### Supplied material
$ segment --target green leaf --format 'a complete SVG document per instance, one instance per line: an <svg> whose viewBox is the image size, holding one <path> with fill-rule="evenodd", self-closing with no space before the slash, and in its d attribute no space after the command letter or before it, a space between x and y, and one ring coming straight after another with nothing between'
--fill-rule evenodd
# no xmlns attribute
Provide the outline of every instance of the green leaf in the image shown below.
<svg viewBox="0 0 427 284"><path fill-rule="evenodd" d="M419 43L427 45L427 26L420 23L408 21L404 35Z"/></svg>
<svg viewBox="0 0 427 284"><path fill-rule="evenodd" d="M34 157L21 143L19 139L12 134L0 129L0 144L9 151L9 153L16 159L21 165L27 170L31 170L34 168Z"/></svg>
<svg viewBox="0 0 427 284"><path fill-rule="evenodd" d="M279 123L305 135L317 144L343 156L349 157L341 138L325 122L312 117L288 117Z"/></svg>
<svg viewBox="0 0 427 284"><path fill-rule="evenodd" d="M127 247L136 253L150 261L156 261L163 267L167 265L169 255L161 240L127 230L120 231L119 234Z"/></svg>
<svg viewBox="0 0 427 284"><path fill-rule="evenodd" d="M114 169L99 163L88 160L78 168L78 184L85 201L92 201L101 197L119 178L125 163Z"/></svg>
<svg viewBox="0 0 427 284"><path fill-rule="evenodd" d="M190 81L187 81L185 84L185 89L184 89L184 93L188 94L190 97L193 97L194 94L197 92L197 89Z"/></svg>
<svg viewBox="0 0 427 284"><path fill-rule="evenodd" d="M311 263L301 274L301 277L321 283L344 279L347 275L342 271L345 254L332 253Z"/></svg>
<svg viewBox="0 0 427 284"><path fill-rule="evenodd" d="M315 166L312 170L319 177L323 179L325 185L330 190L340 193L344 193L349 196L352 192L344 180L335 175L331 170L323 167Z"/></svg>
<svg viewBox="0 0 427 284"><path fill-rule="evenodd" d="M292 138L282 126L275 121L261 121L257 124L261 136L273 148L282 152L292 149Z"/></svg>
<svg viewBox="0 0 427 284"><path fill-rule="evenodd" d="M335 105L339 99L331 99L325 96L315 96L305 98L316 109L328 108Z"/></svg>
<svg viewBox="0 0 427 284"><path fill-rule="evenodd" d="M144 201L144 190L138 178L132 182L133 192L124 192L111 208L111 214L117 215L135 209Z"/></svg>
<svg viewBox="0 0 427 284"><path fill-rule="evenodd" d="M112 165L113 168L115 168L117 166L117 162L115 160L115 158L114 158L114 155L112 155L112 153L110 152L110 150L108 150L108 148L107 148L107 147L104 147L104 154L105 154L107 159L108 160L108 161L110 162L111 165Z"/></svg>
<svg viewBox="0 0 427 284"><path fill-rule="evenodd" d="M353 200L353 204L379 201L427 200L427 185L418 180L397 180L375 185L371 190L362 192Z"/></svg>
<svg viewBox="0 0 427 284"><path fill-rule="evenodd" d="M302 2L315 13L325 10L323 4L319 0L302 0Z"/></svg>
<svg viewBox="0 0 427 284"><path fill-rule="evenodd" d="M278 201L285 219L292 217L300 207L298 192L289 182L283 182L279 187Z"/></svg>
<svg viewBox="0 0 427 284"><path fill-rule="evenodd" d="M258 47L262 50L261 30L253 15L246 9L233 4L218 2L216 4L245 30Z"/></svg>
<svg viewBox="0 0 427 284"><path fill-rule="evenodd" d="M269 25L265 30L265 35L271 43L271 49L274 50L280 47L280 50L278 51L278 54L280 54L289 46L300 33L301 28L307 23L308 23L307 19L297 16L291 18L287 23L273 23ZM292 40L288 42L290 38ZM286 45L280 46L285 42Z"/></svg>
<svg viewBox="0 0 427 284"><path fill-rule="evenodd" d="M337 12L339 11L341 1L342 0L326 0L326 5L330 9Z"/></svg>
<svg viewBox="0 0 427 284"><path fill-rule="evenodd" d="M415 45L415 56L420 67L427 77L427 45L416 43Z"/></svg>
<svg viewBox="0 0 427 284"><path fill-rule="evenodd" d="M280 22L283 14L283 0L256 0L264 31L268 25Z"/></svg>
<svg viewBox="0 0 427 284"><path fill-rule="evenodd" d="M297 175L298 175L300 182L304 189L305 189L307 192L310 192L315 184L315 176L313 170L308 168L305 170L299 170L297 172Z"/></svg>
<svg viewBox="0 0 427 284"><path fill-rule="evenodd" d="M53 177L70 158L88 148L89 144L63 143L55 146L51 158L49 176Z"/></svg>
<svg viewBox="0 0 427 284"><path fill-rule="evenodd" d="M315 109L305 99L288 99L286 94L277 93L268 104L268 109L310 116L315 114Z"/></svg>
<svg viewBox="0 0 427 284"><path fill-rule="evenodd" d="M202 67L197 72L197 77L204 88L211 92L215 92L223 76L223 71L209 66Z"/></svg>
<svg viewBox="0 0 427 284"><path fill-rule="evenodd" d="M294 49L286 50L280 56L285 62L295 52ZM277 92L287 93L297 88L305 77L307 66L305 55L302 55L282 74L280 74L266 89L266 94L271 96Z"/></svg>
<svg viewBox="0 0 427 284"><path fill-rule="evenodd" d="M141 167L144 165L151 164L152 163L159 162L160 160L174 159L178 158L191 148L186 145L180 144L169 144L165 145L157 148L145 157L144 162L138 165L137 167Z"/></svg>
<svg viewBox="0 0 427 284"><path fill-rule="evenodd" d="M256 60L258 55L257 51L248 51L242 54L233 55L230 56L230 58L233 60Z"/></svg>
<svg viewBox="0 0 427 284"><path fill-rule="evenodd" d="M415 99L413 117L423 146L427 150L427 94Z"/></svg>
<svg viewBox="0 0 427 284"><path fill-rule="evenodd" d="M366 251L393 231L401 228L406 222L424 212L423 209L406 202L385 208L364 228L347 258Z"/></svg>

### Exercise goal
Reproduce the stretch from the start of the data through the line containing "# no xmlns attribute", replacing "evenodd" with "nonzero" and leaving everything else unchanged.

### Correct response
$ segment --target green leaf --format 'a complete SVG document per instance, one instance per line: an <svg> whose viewBox is the image size, holding one <path> with fill-rule="nonzero", self-closing with no space before the slash, and in its d attribute no space after the command letter or before it, a space between x and y, and one ring coming straight after another with nothing between'
--fill-rule nonzero
# no xmlns attribute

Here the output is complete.